GIVEN EXERCISE: Recast every line of the items below as a Markdown table with two columns, Row and Line. Number the rows and leave out blank lines.
------------------------------------------------------------------------
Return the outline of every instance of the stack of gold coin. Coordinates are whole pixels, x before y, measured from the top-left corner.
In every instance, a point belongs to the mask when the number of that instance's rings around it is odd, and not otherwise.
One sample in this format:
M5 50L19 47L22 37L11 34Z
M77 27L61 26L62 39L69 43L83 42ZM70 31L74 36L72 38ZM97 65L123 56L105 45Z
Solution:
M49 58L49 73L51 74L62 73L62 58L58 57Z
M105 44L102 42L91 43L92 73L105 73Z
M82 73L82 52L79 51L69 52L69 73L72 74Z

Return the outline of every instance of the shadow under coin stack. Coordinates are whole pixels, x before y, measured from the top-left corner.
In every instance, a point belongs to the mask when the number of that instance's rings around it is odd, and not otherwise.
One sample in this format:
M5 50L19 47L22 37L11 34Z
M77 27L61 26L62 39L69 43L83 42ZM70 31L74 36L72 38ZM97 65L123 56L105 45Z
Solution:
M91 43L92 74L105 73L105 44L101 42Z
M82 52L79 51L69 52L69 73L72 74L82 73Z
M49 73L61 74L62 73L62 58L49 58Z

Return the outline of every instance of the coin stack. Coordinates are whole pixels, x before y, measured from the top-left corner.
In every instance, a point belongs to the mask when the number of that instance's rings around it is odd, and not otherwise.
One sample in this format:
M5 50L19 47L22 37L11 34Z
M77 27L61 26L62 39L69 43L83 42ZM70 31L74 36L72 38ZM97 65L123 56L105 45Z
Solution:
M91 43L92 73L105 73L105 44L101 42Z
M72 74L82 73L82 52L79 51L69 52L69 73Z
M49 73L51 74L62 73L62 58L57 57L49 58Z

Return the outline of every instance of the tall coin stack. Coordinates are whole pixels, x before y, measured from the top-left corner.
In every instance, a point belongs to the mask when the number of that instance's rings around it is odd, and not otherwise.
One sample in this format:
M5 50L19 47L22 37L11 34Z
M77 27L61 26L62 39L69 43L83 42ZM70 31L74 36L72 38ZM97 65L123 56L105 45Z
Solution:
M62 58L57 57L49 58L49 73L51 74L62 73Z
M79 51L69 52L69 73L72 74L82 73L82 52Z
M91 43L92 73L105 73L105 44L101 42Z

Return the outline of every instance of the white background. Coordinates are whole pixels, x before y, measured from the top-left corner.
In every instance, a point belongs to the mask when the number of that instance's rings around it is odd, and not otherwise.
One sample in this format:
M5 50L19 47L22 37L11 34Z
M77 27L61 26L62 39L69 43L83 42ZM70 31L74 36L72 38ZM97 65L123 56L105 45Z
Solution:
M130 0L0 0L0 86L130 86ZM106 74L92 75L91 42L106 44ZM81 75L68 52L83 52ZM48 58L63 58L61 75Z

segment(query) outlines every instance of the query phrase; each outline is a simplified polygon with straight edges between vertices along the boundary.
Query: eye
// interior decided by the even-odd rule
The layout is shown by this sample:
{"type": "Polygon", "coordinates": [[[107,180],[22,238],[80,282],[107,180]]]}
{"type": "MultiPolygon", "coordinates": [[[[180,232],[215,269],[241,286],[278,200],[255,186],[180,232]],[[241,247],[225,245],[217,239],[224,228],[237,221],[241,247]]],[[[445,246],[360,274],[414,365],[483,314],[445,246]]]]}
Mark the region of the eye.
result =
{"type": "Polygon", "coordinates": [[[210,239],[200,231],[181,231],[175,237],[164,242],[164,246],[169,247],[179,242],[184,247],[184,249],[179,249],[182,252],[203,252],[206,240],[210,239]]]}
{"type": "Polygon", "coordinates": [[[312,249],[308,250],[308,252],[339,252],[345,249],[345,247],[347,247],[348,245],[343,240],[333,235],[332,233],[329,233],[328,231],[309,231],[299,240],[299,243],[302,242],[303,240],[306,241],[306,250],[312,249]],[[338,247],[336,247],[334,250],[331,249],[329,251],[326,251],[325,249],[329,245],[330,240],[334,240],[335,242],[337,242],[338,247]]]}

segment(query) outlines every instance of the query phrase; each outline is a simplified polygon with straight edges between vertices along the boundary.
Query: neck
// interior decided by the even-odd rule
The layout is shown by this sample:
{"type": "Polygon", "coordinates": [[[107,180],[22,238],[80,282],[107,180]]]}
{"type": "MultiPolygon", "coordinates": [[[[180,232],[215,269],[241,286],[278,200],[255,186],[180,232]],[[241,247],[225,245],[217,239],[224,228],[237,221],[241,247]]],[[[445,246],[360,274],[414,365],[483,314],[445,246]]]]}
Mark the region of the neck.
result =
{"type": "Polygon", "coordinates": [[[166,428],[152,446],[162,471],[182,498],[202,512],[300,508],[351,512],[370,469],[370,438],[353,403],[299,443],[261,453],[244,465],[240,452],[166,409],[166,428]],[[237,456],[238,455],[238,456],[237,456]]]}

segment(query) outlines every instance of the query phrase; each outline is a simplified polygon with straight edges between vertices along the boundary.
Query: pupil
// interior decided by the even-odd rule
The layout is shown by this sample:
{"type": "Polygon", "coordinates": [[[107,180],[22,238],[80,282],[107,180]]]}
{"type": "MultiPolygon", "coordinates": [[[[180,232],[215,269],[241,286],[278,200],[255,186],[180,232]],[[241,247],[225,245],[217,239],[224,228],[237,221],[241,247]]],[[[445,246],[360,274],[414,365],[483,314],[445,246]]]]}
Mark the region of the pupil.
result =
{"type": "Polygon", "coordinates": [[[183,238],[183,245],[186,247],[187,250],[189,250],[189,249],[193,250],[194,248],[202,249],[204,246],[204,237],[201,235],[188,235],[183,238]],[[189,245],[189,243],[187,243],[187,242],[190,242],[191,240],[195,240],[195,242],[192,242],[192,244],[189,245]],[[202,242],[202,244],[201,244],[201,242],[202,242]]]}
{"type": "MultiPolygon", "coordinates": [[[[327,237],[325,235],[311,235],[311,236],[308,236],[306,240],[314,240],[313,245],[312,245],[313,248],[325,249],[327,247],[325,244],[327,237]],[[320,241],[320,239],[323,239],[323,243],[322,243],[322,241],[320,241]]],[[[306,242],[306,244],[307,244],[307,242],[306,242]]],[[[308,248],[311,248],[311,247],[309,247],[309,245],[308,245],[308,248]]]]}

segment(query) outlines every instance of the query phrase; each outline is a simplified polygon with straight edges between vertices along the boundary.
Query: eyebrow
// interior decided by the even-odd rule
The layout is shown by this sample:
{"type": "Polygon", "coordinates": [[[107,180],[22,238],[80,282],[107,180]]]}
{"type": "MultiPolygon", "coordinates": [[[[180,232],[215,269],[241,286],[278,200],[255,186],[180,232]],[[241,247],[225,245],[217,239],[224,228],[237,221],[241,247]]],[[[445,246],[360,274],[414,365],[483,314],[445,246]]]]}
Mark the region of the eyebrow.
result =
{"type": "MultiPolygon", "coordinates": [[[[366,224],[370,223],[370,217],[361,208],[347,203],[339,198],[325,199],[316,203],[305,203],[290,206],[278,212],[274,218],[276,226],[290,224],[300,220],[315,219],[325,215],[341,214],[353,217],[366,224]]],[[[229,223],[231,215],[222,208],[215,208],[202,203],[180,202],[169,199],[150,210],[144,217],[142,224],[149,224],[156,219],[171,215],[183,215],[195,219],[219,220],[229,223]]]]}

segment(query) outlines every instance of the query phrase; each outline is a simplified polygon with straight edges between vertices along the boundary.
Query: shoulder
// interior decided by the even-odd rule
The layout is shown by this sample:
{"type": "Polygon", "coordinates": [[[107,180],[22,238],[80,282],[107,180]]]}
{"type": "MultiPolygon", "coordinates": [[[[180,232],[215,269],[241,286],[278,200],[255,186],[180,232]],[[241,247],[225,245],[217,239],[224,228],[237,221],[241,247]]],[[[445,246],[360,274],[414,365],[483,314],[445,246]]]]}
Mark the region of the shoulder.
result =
------------------------------------------------------------------------
CORRECT RESPONSE:
| Row | Line |
|---|---|
| 1 | Return the outline of every instance of the stack of gold coin. Coordinates are whole pixels, x before y, measured from the top-left corner. |
| 2 | In every instance, a point belongs to the mask when the number of that instance's rings around it is odd, and not otherwise. |
| 3 | One sample in this format: |
| 4 | M5 50L19 47L22 37L11 34Z |
| 5 | M77 27L61 26L62 39L69 43L83 42ZM70 31L74 36L72 38ZM97 65L123 56L105 45Z |
| 6 | Solution: |
| 7 | M49 58L49 73L51 74L62 73L62 58L58 57Z |
| 8 | M105 44L102 42L91 43L92 73L105 73Z |
| 9 | M82 73L82 52L79 51L69 52L69 73L72 74Z |
| 10 | Return the outline of every instance of the shadow under coin stack. Coordinates are whole pixels, x before y, measured from the top-left corner. |
| 11 | In every instance, a point belongs to the mask when the number of that instance's rings around it is odd, and not otherwise. |
| 12 | One sample in this format: |
| 13 | M5 50L19 47L22 37L11 34Z |
| 14 | M77 27L61 26L62 39L69 43L83 42ZM70 31L74 36L72 38ZM97 65L123 56L105 45Z |
| 15 | Solution: |
| 16 | M91 43L92 74L105 73L105 44L101 42Z |
| 17 | M82 52L79 51L69 52L69 73L72 74L82 73Z |
| 18 | M49 73L61 74L62 73L62 58L49 58Z |
| 19 | Return the outline of every instance of the coin stack. Coordinates are whole pixels, x before y, measured from the top-left corner. |
| 20 | In every instance, a point belongs to the mask when the number of that instance's rings around it is odd, and not otherwise. |
| 21 | One sample in this format: |
| 22 | M5 50L19 47L22 37L11 34Z |
| 23 | M77 27L61 26L62 39L69 43L83 42ZM70 31L74 36L72 38ZM97 65L123 56L105 45Z |
| 24 | Solution: |
| 25 | M91 43L92 73L105 73L105 44L101 42Z |
| 26 | M72 74L82 73L82 52L79 51L69 52L69 73Z |
| 27 | M49 73L51 74L62 73L62 58L57 57L49 58Z |
| 28 | Return the outline of every instance of the tall coin stack. Coordinates are whole pixels, x before y, measured from the top-left corner. |
| 29 | In every instance, a point belongs to the mask when the number of that instance's rings around it is odd, and not otherwise. |
| 30 | One sample in this format: |
| 31 | M5 50L19 47L22 37L11 34Z |
| 32 | M77 27L61 26L62 39L69 43L83 42ZM70 31L74 36L72 38ZM97 65L123 56L105 45Z |
| 33 | Solution: |
| 34 | M62 58L57 57L49 58L49 73L51 74L62 73Z |
| 35 | M79 51L69 52L69 73L72 74L82 73L82 52Z |
| 36 | M91 43L92 73L105 73L105 44L101 42Z |
| 37 | Return the outline of every instance of the white background. Coordinates are whole pixels, x before y, measured from the top-left corner. |
| 38 | In every instance, a point belongs to the mask when the number of that instance's rings around it is odd, and not otherwise. |
| 39 | One sample in this format: |
| 40 | M5 50L19 47L22 37L11 34Z |
| 41 | M77 27L61 26L62 39L69 43L83 42ZM70 31L74 36L72 38ZM97 65L123 56L105 45Z |
| 42 | Solution: |
| 43 | M130 0L0 0L0 86L130 86ZM106 74L92 75L91 42L106 44ZM81 75L68 52L83 52ZM48 58L63 58L61 75Z |
| 44 | segment(query) outlines every instance of the query phrase; each outline is a simplified polygon with straight edges between vertices along the boundary. |
| 45 | Query: eye |
| 46 | // interior decided by the even-odd rule |
| 47 | The layout is shown by this sample: |
| 48 | {"type": "Polygon", "coordinates": [[[107,180],[22,238],[80,282],[107,180]]]} |
| 49 | {"type": "MultiPolygon", "coordinates": [[[[180,232],[215,269],[241,286],[278,200],[255,186],[180,232]],[[241,247],[225,245],[217,239],[224,228],[237,221],[241,247]]],[[[445,246],[360,274],[414,365],[483,314],[445,246]]]]} |
| 50 | Mark the region of the eye. |
| 51 | result = |
| 52 | {"type": "Polygon", "coordinates": [[[210,239],[200,231],[181,231],[175,237],[164,242],[164,246],[169,247],[179,242],[184,247],[184,249],[179,249],[182,252],[203,252],[206,240],[210,239]]]} |
| 53 | {"type": "Polygon", "coordinates": [[[312,249],[308,250],[308,252],[339,252],[345,249],[345,247],[347,247],[348,245],[343,240],[333,235],[332,233],[329,233],[328,231],[309,231],[299,240],[299,243],[302,242],[303,240],[306,241],[306,250],[312,249]],[[338,247],[336,247],[334,250],[331,249],[329,251],[326,251],[325,249],[329,245],[330,240],[334,240],[335,242],[337,242],[338,247]]]} |
| 54 | segment(query) outlines every instance of the query phrase; each outline is a simplified polygon with straight edges between vertices along the boundary. |
| 55 | Query: neck |
| 56 | // interior decided by the even-odd rule |
| 57 | The layout is shown by this sample: |
| 58 | {"type": "Polygon", "coordinates": [[[107,180],[22,238],[80,282],[107,180]]]} |
| 59 | {"type": "MultiPolygon", "coordinates": [[[[180,232],[215,269],[241,286],[278,200],[255,186],[180,232]],[[241,247],[225,245],[217,239],[224,228],[237,221],[241,247]]],[[[445,246],[360,274],[414,365],[483,314],[445,246]]]]} |
| 60 | Mark the region of the neck. |
| 61 | result = |
| 62 | {"type": "Polygon", "coordinates": [[[166,428],[152,446],[162,471],[182,498],[202,512],[300,508],[351,512],[370,469],[370,438],[353,403],[299,443],[261,453],[244,465],[240,452],[166,409],[166,428]],[[237,456],[238,455],[238,456],[237,456]]]} |
| 63 | segment(query) outlines every instance of the query phrase; each outline is a simplified polygon with straight edges between vertices along the boundary. |
| 64 | Query: pupil |
| 65 | // interior decided by the even-odd rule |
| 66 | The layout is shown by this sample: |
| 67 | {"type": "Polygon", "coordinates": [[[107,180],[22,238],[80,282],[107,180]]]} |
| 68 | {"type": "MultiPolygon", "coordinates": [[[[180,232],[215,269],[241,286],[278,200],[255,186],[180,232]],[[241,247],[225,245],[217,239],[224,228],[237,221],[241,247]]],[[[445,246],[360,274],[414,365],[483,314],[445,246]]]]} |
| 69 | Mark the region of the pupil. |
| 70 | result = |
| 71 | {"type": "Polygon", "coordinates": [[[183,238],[183,245],[186,247],[187,250],[189,250],[189,249],[193,250],[194,248],[202,249],[204,246],[204,237],[201,235],[188,235],[183,238]],[[189,245],[189,243],[187,243],[187,242],[190,242],[191,240],[195,240],[195,242],[192,242],[192,244],[189,245]],[[202,242],[202,244],[201,244],[201,242],[202,242]]]} |
| 72 | {"type": "MultiPolygon", "coordinates": [[[[327,237],[325,235],[311,235],[311,236],[308,236],[306,240],[314,240],[313,245],[312,245],[313,248],[325,249],[327,247],[325,244],[327,237]],[[320,241],[320,239],[323,239],[323,243],[322,243],[322,241],[320,241]]],[[[306,242],[306,244],[307,244],[307,242],[306,242]]],[[[308,248],[311,248],[311,247],[309,247],[309,245],[308,245],[308,248]]]]} |
| 73 | segment(query) outlines every instance of the query phrase; each outline is a simplified polygon with straight edges between vertices along the boundary. |
| 74 | Query: eyebrow |
| 75 | // interior decided by the even-odd rule |
| 76 | The layout is shown by this sample: |
| 77 | {"type": "Polygon", "coordinates": [[[107,180],[22,238],[80,282],[107,180]]]} |
| 78 | {"type": "MultiPolygon", "coordinates": [[[[180,232],[215,269],[241,286],[278,200],[255,186],[180,232]],[[241,247],[225,245],[217,239],[224,228],[237,221],[241,247]]],[[[445,246],[360,274],[414,365],[483,314],[445,246]]]]} |
| 79 | Mark the region of the eyebrow. |
| 80 | result = |
| 81 | {"type": "MultiPolygon", "coordinates": [[[[366,224],[370,223],[370,217],[361,208],[347,203],[339,198],[325,199],[316,203],[305,203],[290,206],[278,212],[274,218],[276,226],[290,224],[300,220],[315,219],[325,215],[341,214],[353,217],[366,224]]],[[[229,223],[231,215],[222,208],[215,208],[202,203],[180,202],[169,199],[150,210],[144,217],[142,224],[149,224],[156,219],[171,215],[183,215],[195,219],[219,220],[229,223]]]]} |
| 82 | segment(query) outlines every instance of the query phrase; each outline is a simplified polygon with straight edges between vertices along the boundary. |
| 83 | Query: shoulder |
| 84 | // interior decided by the even-odd rule |
| 85 | The layout is shown by this sample: |
| 86 | {"type": "Polygon", "coordinates": [[[107,180],[22,238],[80,282],[107,180]]]} |
| 87 | {"type": "MultiPolygon", "coordinates": [[[[180,232],[215,269],[241,286],[278,200],[255,186],[180,232]],[[241,247],[225,245],[217,239],[224,228],[237,221],[241,247]]],[[[445,246],[360,274],[414,365],[483,314],[445,246]]]]} |
| 88 | Mark the region of the shoulder. |
| 89 | result = |